======== ОТРЫВОК ДЛЯ ЧТЕНИЯ

ПОСЛЕДНЯЯ ВСТРЕЧА С МАЯКОВСКИМ

   Сразу после выступления Маяковский шепнул мне:
   – Поедем отсюда.
   Я спустился в вестибюль, и мы вышли на улицу. Маяковский был сумрачен и молчалив. Шел двенадцатый час ночи. Маяковский махнул проезжавшему свободному извозчику. Мы сели.
   – Может, в «Националь»? – спросил я, полагая, что Маяковский хочет поиграть на бильярде.
   – Нет уж, давайте в «Кружок».
   Так в обиходе московской литературно-театральной богемы именовался Клуб мастеров искусств в Старопименовском переулке. В клубе в тот вечер не было ничего, что могло бы заинтересовать Маяковского. Я подумал, что он хочет поужинать, поиграть на бильярде – ради этого, собственно, и ездили в «Кружок»: здесь был отличный и сравнительно недорогой ресторан, хорошие бильярдные пирамидки и приветливый маркер Захар, который знал всех посетителей и отлично их обслуживал.
   Но мы не ужинали. Не играли.
   – Давайте посидим где-нибудь, поболтаем.
   Устроились в коридорчике, который вел к ресторану. Дважды, может быть трижды, подходил к нам официант, предлагая поесть, потом сообщая о предстоящем закрытии кухни. Маяковский благодарил, но в ресторан не пошел.
   Мы приехали не позже двенадцати. Мы ушли последними, когда клуб закрывался, стало быть, не ранее четырех часов утра. О чем же мы говорили целых четыре часа? И почему Маяковский выбрал в собеседники именно меня – далеко не самого близкого к нему человека?
   Мы познакомились летом 1926 года, когда я стал работать в издательстве «Молодая гвардия».
   Сейчас трудно себе представить, что человек десять управлялись с громадным объемом разнообразнейшей литературы. По-видимому, большие штаты, которыми ныне располагают издательства, не являются обязательной предпосылкой успешной работы.
   Однажды из комнаты редакторов донесся изрядный шум. Какой же молодой (и неопытный) администратор потерпит беспорядок в своем учреждении! Я зашел в комнату и увидел картину в общем юмористическую: маленький редактор, задрав голову, стоял перед Маяковским, который с высоты своего без малого двухметрового роста смотрел куда-то в потолок и то сердито, то саркастически отводил шаткие аргументы собеседника.
   Выяснилось, что поэт сдал в издательство сборник стихов, а рукопись потеряли. Я увел Маяковского к себе в кабинет и кое-как уладил конфликт.
   Через несколько дней я вновь увидел Маяковского, который сразу зашел ко мне, уселся на край стола и деловито сказал:
   – Тезка, дайте денег.
   – За что, Владимир Владимирович?
   – Не за что, а на что. Еду в Крым.
   – Без договора финотдел не даст.
   – Значит, ничего нельзя придумать?
   – Есть одна мысль, – сообразил я. – Если одобрите, организую аванс. Напишите для нас детскую книжку.

================

ПРИМЕНЯЕМ ПРОЧИТАННОЕ
1. Определите, согласуются ли с отрывком о Маяковском утверждения (а), (б) и (в). Ответьте «да» или «нет» и подтвердите каждый ответ точной цитатой. (а) Маяковский и рассказчик поехали в «Кружок» на извозчике. (б) В «Кружке» они поужинали в ресторане. (в) Маяковский и рассказчик познакомились летом 1926 года.
2. Как, согласно отрывку о Маяковском, звали маркера в «Кружке»?
3. Обновите часть отрывка о Маяковском, заменив «извозчику» на «кучеру». Начните с фрагмента, в котором есть слова «Сразу после выступления», и остановитесь после слов «извозчику. Мы сели.».

======== ДАННЫЕ ДЛЯ АНАЛИЗА

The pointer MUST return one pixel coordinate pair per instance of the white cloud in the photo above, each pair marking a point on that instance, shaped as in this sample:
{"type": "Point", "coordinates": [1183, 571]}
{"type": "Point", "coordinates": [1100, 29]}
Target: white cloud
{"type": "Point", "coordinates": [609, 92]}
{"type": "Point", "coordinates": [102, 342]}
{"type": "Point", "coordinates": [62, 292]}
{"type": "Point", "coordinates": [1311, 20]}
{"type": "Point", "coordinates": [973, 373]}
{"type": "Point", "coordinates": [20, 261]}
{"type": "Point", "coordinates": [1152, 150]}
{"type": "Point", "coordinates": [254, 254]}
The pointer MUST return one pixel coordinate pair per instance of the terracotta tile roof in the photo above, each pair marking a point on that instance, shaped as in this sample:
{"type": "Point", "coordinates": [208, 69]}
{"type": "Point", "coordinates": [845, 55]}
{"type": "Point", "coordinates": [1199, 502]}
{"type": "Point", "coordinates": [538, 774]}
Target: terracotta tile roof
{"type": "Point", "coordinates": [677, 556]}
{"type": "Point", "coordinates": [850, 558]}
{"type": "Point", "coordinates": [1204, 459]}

================
======== ДАННЫЕ ДЛЯ АНАЛИЗА

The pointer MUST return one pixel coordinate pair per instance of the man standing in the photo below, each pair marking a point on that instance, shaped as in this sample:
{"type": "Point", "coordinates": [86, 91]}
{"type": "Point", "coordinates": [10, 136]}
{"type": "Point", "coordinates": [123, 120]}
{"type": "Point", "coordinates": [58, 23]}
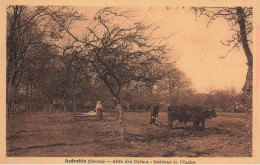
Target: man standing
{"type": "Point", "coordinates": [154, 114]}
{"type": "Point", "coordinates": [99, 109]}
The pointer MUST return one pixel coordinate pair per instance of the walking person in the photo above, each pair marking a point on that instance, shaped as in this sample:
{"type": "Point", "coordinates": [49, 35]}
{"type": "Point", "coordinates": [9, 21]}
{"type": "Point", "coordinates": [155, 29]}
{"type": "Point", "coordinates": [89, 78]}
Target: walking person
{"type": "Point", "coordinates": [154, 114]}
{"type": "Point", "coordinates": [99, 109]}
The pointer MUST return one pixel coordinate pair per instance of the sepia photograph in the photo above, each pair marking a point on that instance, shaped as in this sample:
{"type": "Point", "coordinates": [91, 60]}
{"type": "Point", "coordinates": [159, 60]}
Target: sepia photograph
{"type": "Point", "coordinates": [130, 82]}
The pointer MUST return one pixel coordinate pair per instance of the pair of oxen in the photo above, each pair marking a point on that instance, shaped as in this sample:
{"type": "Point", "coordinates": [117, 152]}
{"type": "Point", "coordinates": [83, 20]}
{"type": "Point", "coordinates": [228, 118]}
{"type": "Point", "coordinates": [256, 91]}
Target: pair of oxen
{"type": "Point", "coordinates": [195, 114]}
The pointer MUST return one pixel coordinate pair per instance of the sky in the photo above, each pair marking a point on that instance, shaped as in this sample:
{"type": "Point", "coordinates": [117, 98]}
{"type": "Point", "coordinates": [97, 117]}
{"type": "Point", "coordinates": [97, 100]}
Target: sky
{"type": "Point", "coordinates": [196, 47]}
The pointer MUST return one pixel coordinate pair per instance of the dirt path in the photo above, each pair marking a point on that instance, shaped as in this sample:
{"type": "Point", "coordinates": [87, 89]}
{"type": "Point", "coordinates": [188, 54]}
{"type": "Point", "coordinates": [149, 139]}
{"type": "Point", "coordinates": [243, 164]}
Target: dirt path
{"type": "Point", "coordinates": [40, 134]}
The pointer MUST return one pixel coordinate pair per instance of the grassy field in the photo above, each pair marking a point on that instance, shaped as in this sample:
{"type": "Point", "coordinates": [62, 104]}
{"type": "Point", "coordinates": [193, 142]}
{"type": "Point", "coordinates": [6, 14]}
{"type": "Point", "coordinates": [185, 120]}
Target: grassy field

================
======== ДАННЫЕ ДЛЯ АНАЛИЗА

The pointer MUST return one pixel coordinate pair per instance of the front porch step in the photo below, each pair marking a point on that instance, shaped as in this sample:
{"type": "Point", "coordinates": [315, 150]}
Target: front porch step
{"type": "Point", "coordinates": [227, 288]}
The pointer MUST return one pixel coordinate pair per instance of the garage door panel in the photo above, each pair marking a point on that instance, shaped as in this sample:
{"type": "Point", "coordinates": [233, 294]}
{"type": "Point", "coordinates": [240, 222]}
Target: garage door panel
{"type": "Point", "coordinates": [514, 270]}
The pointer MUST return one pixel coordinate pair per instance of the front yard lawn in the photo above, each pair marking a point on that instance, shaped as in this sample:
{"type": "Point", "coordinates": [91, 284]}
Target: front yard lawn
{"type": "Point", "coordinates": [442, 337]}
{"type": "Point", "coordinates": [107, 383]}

================

РАЗОБРАННЫЕ ЗАДАНИЯ
1.
(а) Да: «Маяковский махнул проезжавшему свободному извозчику. Мы сели.»
(б) Нет: «Но мы не ужинали.»
(в) Да: «Мы познакомились летом 1926 года».

2. Захар.

3.
Сразу после выступления Маяковский шепнул мне:
   – Поедем отсюда.
   Я спустился в вестибюль, и мы вышли на улицу. Маяковский был сумрачен и молчалив. Шел двенадцатый час ночи. Маяковский махнул проезжавшему свободному кучеру. Мы сели.